*TRECHO*.
◇ ◇ ◇ ◇ ◇ ◇ ◇

RIEMER E OS DOUTORES DA BOLA

    RIEMER E OS DOUTORES DA BOLA



(por Alberto Santos )                              " cobra-coral , papagaio vintém, vesti rubro-negro, não tem pra ninguém " 


Ao findar o ano de 2014, não poderia deixar de fazer um registro especial sobre o centenário do primeiro título terrestre do Clube de Regatas do Flamengo. E o faço reverenciando a memória de uns dos maiores artilheiros rubro-negros de todos os tempos:
  
                                   Riemer .


Ricardo Guimarães Riemer, nascido no Rio de Janeiro em 07 de junho de 1884, iniciou sua prática esportiva ainda estudante, defendendo a equipe de futebol do Colégio Paula Freitas.

◇ ◇ ◇ ◇ ◇ ◇ ◇

*DADOS FORNECIDOS*.
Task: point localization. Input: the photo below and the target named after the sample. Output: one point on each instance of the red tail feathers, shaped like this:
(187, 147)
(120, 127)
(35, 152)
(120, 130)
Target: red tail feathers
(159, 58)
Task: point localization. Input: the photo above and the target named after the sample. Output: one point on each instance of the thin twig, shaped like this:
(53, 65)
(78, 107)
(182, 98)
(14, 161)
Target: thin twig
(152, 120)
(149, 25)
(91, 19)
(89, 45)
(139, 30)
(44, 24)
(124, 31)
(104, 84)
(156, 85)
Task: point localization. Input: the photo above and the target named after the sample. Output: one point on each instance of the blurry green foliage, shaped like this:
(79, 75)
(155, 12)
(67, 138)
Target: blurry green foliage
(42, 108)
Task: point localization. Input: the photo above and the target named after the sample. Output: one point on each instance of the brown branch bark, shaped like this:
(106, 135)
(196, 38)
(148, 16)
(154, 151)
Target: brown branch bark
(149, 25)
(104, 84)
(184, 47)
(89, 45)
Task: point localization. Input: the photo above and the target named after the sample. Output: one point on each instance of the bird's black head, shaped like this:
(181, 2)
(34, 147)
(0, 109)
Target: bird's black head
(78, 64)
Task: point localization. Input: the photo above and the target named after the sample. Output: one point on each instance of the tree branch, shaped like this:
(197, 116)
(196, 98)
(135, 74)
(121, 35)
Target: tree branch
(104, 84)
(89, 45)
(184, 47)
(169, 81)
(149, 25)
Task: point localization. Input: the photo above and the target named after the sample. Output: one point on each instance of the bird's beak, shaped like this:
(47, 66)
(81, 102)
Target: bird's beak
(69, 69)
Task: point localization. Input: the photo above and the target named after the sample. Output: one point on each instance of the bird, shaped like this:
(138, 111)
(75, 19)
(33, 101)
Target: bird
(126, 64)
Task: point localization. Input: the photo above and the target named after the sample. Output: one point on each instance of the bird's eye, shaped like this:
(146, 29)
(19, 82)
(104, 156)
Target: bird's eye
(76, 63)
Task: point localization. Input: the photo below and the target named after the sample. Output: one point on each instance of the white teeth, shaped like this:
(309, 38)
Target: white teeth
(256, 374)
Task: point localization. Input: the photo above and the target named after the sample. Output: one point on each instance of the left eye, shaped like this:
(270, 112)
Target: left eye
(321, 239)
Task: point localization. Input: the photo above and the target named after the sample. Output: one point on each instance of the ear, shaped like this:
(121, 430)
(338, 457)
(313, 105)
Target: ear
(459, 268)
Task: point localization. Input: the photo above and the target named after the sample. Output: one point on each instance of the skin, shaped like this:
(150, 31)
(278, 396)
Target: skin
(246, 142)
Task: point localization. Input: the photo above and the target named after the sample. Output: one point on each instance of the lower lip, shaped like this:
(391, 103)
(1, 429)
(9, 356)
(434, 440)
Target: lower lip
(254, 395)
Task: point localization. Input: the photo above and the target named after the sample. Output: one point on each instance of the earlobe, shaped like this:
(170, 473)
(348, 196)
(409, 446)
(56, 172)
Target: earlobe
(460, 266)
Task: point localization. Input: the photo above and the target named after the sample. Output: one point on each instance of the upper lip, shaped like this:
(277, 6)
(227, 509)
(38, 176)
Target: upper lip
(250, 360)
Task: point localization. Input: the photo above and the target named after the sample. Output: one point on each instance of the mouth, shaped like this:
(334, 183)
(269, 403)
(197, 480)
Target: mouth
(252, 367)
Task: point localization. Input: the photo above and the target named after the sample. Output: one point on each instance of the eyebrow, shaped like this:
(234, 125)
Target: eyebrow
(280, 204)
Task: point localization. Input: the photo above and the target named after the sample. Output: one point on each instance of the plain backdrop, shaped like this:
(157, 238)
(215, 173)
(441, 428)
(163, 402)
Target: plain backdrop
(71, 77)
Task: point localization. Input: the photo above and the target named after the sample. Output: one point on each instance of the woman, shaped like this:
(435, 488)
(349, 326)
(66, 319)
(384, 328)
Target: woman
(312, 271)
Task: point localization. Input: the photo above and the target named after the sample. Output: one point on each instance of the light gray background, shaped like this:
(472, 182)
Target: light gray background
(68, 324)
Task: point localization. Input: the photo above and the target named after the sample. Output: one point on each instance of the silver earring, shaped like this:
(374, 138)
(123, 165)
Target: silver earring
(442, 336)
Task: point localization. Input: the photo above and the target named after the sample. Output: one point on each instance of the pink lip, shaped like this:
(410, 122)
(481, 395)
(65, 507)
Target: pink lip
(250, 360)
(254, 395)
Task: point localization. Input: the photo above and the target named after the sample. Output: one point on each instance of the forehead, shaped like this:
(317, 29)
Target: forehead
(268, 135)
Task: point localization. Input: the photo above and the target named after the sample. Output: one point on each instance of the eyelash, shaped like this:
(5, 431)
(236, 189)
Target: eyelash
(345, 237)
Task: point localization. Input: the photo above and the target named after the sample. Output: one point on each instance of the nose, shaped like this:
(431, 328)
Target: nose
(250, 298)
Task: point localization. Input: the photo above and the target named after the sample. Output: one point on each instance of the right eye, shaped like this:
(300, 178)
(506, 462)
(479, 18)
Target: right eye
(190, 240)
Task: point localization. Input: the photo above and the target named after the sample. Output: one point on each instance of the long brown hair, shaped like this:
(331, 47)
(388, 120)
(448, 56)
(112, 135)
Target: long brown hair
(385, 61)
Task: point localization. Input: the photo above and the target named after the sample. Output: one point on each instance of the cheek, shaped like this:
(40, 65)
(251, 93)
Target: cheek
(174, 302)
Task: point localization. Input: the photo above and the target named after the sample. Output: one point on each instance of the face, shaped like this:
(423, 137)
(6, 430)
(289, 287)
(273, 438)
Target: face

◇ ◇ ◇ ◇ ◇ ◇ ◇

*TAREFAS A REALIZAR*.
**1)** Transcreva do trecho sobre Riemer a parte que começa pelas palavras que contêm "Ao findar o" e termina em "Colégio Paula Freitas.".
**2)** Responda com base no trecho sobre Riemer:
(a) Em que data e cidade nasceu Ricardo Guimarães Riemer?
(b) Por qual equipe ele jogou futebol quando ainda era estudante?
(c) De que centenário o autor quis fazer um registro especial ao findar o ano de 2014?

*SOLUÇÕES*.
**1)**
Ao findar o ano de 2014, não poderia deixar de fazer um registro especial sobre o centenário do primeiro título terrestre do Clube de Regatas do Flamengo. E o faço reverenciando a memória de uns dos maiores artilheiros rubro-negros de todos os tempos:
  
                                   Riemer .


Ricardo Guimarães Riemer, nascido no Rio de Janeiro em 07 de junho de 1884, iniciou sua prática esportiva ainda estudante, defendendo a equipe de futebol do Colégio Paula Freitas.

**2)**
(a) Nasceu no Rio de Janeiro, em 07 de junho de 1884.
(b) Pela equipe de futebol do Colégio Paula Freitas.
(c) Do centenário do primeiro título terrestre do Clube de Regatas do Flamengo.